[Study text]
• • • • •
# ARC Audio Black 6.0 Midwoofer Klippel Results



## ErinH (Feb 14, 2007)

*Driver:*
ARC Audio Black Series 6.0
Arc AudioBlack 6.0

Full report attached via PDF.

*Pictures:*





























*T/S and Impedance:*









Re = 3.0664 ohms
Fs = 45.8727 Hz
Zmax = 50.8128 ohms
Qes = 0.5191
Qms = 8.0828
Qts = 0.4878
Le = 0.1292 mH (at 1 kHz)
Diam = 127.0000 mm ( 5.0000 in )
Sd =12667.6876 mm^2( 19.6350 in^2)
Vas = 17.8197 L ( 0.6293 ft^3)
BL = 5.1317 N/A
Mms = 15.4463 g
Cms = 781.7015 uM/N
Kms = 1279.2607 N/M
Rms = 0.5511 R mechanical
Efficiency = 0.3114 % 
Sensitivity= 86.9507 dB @1W/1m
Sensitivity= 91.1153 dB @2.83Vrms/1m

*Klippel Distortion Parameters:*

X Bl @ Bl min=82% 4.4 mm
X C @ C min=75% 2.4 mm

*Sample Klippel Data:*


----------



## thehatedguy (May 4, 2007)

Looks almost exactly like the SB driver.


----------



## subwoofery (Nov 9, 2008)

thehatedguy said:


> Looks almost exactly like the SB driver.


The 4" has more throw  

Kelvin


----------



## ErinH (Feb 14, 2007)

Yes, and the offset differences are what drives that. The 4" has less offset in both K and Bl than the 6". Therefore, the % of those parameters is reached quicker on the 6" version.


----------



## t3sn4f2 (Jan 3, 2007)

How much is this driver?


----------



## ErinH (Feb 14, 2007)

Link shows $489/pr MSRP.


----------



## thehatedguy (May 4, 2007)

A lot more than the SBA driver...on the Arc Audio Store/site, they are about $500 a pair.


----------



## t3sn4f2 (Jan 3, 2007)

I dunno, but I'm kinda "shocked".


----------



## EcotecRacer (Sep 16, 2008)

Which SB driver are these ?
• • • • •
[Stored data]

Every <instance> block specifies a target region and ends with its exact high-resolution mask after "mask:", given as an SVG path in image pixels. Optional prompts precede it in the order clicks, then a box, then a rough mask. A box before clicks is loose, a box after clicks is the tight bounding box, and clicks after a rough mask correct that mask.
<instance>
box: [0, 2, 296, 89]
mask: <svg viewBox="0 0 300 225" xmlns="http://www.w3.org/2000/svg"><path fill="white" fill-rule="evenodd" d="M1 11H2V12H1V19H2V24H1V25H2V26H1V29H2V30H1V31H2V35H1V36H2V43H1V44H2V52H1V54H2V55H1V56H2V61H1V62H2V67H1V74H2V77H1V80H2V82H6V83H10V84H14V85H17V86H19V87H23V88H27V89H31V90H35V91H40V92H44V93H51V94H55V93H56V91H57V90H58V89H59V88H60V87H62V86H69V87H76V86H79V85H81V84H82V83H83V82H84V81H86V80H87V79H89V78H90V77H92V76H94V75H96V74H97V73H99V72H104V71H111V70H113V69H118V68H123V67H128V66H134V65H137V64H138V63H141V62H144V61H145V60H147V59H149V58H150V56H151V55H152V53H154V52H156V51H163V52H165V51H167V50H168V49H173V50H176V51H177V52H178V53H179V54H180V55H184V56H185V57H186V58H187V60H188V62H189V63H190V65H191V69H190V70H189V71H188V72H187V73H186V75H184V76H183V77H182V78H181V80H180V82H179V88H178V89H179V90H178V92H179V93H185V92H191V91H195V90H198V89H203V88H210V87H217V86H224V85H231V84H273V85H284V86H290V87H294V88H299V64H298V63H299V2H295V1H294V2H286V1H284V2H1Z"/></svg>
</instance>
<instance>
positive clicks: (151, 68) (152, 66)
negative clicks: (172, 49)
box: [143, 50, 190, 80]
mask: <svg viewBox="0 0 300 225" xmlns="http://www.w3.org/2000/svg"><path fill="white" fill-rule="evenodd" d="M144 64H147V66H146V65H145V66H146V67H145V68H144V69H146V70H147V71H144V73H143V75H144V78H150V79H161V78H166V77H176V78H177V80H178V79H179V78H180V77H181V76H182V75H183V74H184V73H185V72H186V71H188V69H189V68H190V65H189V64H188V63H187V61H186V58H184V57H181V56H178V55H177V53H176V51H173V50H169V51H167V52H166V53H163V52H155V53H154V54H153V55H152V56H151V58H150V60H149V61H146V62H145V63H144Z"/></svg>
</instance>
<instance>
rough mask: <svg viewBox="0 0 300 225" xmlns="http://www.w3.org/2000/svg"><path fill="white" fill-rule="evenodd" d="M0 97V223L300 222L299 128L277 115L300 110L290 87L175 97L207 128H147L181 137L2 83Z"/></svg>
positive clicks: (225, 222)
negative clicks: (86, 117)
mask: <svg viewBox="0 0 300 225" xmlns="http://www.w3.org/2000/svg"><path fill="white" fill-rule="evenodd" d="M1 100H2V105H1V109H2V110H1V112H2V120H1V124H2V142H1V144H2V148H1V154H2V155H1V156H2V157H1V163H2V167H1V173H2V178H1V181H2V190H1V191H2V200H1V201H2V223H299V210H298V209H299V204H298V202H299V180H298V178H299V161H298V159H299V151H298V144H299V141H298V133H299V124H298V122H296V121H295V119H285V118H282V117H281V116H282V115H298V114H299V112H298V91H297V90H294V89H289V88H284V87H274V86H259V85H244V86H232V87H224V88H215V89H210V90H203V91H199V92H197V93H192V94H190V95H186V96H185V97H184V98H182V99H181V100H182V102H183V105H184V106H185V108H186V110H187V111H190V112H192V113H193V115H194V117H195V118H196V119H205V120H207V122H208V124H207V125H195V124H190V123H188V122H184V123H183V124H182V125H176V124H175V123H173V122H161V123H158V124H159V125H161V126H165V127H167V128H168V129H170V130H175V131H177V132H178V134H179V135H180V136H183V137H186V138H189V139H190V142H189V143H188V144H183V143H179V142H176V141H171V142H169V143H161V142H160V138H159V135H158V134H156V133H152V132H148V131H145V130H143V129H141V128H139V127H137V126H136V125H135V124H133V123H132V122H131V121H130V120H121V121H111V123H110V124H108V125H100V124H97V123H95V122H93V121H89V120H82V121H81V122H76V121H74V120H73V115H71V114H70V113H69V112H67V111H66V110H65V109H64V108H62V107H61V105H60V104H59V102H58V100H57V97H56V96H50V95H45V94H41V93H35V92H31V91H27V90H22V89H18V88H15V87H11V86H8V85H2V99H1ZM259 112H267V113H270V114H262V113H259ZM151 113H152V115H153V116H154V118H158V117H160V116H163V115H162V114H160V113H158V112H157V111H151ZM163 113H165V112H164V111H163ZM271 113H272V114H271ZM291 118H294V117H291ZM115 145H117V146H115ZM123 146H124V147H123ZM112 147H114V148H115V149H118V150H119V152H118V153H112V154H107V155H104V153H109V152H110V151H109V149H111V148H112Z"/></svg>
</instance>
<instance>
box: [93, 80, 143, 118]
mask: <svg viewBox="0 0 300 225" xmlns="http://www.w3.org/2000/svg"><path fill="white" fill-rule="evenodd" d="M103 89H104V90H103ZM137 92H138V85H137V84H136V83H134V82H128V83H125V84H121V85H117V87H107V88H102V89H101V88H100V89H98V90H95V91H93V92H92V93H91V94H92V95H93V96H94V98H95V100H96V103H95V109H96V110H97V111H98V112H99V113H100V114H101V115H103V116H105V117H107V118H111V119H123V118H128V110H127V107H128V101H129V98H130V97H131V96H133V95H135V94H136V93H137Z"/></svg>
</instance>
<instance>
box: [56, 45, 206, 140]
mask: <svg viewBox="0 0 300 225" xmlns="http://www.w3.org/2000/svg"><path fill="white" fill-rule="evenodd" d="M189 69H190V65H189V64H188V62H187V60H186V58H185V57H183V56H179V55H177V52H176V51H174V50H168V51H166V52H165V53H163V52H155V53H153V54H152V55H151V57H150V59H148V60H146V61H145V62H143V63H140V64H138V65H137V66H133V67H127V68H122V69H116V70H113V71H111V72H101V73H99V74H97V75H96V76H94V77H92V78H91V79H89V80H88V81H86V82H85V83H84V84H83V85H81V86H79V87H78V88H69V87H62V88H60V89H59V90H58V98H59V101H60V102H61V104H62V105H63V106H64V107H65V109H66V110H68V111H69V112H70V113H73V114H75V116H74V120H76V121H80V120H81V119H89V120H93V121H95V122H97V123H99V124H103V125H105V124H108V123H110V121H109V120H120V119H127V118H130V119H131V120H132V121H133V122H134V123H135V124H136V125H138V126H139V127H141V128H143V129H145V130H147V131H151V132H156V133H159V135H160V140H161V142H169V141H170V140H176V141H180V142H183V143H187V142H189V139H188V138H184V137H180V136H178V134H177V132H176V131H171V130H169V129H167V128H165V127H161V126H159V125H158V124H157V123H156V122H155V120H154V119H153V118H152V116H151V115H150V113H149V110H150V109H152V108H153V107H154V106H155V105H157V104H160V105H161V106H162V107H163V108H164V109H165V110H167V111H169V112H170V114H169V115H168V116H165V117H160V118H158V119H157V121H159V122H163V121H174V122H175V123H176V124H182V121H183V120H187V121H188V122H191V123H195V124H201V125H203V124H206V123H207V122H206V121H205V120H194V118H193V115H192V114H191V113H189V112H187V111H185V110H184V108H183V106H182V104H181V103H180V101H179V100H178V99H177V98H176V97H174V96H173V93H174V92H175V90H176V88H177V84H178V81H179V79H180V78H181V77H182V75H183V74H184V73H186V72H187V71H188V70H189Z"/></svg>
• • • • •
Could you carry on the forum thread about the ARC Audio Black 6.0 midwoofer, starting after its final post?

----------



## subwoofery (Nov 9, 2008)

EcotecRacer said:


> Which SB driver are these ?


The only 6" that looks like it...  

Kelvin


----------



## cvjoint (Mar 10, 2006)

The results are almost an identical copy to the SB. The slight deviation is easily production variance and it's so small any production line would be happy to see it. 

Buy the one that is cheaper DIYMA, the Klippel just saved you money!!

Naturally this will go towards some argument about how rebadged car audio drivers are somehow optimized for the car environment and that's why you pay the premium. Where is the difference in this driver?? I don't see it. Even the coil is 4 ohm in both drivers.


----------



## madmaxz (Feb 11, 2009)

maybe power handling? the FS is a little higher and the qts is a little more. but got daum 10 times the price of the SB..

i want to see the 4" data im trying to decide on the 4" SB ($90),ARC ($350) ,scan 12m ($600) or scan 3.5" 10f($250)


----------



## cvjoint (Mar 10, 2006)

madmaxz said:


> *maybe power handling?* the FS is a little higher and the qts is a little more. but got daum 10 times the price of the SB..
> 
> i want to see the 4" data im trying to decide on the 4" SB ($90),ARC ($350) ,scan 12m ($600) or scan 3.5" 10f($250)


The information is all there. The SB reached a thermal temperature of 18k while the Arc got to 24k. Once you account for the excursion differences between the tests the thermal capabilities look the same. There is an overwhelming amount of similarities between the two.


----------



## thehatedguy (May 4, 2007)

I don't know what you are trying to decide on between the SB and the Arc...they are the exact same driver.



madmaxz said:


> maybe power handling? the FS is a little higher and the qts is a little more. but got daum 10 times the price of the SB..
> 
> i want to see the 4" data im trying to decide on the 4" SB ($90),ARC ($350) ,scan 12m ($600) or scan 3.5" 10f($250)


----------



## madmaxz (Feb 11, 2009)

i just wonder if anything changed spec wise that would help them work better in a really small a piller pod.


----------



## cvjoint (Mar 10, 2006)

thehatedguy said:


> I don't know what you are trying to decide on between the SB and the Arc...they are the exact same driver.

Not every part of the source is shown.